- **Task requirements**
Copy out the entries from the line with "Target: shallow water" to the line with "(1290, 674)", changing "wet sand" to "damp sand" and leaving everything else as it is.
## Start
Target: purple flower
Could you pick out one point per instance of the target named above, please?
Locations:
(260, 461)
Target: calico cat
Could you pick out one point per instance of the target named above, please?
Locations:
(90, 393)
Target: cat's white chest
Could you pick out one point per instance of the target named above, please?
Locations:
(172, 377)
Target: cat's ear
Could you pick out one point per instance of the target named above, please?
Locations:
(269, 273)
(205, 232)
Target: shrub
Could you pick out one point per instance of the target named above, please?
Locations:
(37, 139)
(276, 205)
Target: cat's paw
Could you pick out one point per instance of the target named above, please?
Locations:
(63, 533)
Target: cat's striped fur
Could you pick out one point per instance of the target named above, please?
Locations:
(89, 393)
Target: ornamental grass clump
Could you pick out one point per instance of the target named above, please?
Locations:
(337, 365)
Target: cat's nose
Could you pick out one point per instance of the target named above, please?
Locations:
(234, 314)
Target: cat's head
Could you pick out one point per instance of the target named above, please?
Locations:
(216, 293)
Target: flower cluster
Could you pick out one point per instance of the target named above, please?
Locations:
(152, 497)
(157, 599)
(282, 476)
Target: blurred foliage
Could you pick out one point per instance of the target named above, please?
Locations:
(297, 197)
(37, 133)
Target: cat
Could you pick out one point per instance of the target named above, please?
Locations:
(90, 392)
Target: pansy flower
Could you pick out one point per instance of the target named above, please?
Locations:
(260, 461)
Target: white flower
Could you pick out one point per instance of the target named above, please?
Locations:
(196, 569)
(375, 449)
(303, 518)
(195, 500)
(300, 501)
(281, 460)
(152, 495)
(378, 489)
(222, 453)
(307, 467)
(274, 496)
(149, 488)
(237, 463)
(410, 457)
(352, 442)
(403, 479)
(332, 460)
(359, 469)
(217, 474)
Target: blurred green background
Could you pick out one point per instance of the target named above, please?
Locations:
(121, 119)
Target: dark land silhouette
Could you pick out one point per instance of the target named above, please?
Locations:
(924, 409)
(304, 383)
## End
## Start
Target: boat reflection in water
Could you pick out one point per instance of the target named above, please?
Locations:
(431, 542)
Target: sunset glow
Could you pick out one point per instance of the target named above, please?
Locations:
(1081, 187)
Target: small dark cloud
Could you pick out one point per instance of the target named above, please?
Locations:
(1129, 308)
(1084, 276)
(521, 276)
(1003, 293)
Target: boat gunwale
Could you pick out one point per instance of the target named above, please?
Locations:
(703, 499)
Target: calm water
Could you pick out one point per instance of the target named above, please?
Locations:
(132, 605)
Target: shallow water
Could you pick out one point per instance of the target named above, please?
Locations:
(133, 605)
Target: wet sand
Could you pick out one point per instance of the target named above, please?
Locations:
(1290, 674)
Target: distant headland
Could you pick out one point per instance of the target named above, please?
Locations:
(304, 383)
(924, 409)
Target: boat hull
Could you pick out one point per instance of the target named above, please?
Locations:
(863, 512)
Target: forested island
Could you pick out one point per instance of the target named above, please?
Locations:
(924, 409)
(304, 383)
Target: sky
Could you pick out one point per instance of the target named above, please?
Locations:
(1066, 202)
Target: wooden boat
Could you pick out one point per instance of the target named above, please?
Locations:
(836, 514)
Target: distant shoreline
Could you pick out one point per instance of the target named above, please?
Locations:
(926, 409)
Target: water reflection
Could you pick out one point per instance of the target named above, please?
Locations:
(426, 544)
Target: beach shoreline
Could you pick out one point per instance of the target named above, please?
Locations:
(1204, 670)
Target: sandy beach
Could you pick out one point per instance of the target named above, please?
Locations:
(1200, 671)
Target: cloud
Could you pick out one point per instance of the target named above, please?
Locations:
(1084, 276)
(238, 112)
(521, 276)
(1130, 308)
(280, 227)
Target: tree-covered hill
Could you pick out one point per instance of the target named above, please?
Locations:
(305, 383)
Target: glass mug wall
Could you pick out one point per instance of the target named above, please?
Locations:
## End
## Start
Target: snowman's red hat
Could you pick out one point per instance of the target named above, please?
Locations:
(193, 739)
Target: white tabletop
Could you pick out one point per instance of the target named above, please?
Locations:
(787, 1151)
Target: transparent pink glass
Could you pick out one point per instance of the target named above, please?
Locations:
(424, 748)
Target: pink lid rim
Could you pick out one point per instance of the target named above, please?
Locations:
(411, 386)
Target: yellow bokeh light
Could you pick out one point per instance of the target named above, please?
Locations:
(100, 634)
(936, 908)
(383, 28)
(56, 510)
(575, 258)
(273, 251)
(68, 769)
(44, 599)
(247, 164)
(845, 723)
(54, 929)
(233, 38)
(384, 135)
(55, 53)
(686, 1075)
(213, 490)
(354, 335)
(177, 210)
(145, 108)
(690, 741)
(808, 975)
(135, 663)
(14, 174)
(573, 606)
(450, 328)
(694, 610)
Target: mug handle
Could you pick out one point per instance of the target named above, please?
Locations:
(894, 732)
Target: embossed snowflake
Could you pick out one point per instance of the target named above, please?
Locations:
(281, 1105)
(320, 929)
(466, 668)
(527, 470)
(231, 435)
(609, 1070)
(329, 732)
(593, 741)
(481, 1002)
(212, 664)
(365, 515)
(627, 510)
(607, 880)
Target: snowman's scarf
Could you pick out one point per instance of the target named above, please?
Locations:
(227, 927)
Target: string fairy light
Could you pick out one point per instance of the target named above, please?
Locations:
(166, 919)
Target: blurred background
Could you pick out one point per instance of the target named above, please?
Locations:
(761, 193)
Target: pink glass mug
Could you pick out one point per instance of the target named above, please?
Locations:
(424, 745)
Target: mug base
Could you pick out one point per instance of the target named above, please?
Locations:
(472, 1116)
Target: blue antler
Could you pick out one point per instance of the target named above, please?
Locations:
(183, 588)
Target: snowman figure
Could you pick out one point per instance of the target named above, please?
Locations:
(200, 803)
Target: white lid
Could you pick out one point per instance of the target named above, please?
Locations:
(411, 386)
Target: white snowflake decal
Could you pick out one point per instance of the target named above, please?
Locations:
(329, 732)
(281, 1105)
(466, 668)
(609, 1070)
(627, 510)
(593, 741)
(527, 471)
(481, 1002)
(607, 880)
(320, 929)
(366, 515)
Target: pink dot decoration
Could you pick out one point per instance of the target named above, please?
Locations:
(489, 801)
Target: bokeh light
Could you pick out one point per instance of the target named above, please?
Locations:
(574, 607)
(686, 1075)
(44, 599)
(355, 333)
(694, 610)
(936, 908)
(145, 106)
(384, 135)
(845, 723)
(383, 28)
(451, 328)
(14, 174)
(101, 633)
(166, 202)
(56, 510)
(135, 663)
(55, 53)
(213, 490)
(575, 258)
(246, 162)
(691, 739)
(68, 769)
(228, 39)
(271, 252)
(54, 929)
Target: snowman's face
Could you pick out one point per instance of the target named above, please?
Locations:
## End
- **Written reply**
Target: shallow water
Could you pick out one point per instance of the target named above, please?
Locations:
(133, 605)
Target: damp sand
Could you pick out one point per instance of the target named above, please?
Locations:
(1290, 674)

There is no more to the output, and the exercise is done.